▶ _THE TASK_
Report how many lines in the records below contain the word "white". Give only the number.

[Bounding box annotation entries]

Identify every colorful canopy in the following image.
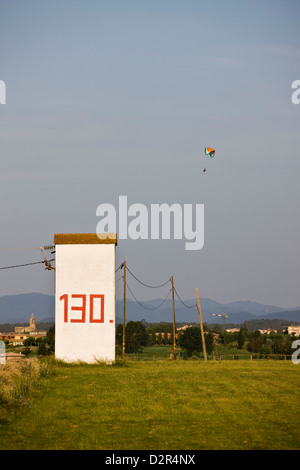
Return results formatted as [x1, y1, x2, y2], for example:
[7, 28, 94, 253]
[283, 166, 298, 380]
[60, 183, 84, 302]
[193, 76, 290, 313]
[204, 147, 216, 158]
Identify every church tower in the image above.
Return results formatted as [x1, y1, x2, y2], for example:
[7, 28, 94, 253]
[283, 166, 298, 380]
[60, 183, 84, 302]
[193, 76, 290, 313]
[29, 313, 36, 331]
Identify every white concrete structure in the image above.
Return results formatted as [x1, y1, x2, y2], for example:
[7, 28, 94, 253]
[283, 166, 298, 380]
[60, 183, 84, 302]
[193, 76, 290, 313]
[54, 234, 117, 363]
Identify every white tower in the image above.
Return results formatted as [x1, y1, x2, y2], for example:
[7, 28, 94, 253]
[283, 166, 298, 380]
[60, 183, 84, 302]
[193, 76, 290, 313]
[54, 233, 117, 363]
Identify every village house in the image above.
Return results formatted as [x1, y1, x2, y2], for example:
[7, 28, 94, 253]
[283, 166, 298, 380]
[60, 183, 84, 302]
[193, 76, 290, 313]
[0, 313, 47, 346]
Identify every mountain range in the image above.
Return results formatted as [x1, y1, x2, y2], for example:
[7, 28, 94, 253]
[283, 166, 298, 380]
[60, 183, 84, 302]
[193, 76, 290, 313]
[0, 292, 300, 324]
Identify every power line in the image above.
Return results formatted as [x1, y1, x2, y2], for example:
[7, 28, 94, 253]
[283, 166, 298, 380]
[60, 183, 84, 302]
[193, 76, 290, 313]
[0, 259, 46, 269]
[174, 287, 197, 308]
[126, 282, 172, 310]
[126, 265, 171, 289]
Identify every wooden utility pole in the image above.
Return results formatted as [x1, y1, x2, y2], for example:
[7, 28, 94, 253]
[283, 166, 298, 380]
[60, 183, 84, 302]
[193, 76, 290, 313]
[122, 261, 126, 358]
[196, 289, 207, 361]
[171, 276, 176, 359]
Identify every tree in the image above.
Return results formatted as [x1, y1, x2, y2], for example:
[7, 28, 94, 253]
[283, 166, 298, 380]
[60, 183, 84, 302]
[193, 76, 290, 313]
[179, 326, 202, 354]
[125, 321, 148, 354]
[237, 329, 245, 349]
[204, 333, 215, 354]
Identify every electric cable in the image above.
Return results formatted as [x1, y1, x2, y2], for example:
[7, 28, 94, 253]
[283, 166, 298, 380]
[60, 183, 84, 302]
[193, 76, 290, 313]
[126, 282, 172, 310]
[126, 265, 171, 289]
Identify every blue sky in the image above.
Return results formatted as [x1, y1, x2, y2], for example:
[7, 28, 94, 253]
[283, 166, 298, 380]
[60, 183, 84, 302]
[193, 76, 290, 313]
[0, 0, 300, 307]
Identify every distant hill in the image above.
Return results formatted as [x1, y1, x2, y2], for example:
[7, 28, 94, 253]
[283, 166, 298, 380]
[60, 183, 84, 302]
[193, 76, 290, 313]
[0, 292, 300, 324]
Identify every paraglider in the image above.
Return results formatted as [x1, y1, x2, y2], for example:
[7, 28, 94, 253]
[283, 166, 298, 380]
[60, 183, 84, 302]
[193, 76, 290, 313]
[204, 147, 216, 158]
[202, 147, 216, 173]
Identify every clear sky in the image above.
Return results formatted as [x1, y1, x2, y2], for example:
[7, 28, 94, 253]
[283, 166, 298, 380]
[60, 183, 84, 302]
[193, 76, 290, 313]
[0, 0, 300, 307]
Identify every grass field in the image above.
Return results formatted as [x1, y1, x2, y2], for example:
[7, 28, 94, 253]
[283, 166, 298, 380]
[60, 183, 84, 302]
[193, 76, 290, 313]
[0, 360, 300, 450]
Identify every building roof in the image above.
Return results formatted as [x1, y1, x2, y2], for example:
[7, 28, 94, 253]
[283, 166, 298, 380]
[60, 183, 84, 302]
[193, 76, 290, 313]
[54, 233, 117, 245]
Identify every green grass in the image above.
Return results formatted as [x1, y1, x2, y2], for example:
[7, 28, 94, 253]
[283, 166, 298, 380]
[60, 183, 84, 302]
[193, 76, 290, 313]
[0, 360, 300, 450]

▶ _WORKED ANSWER_
2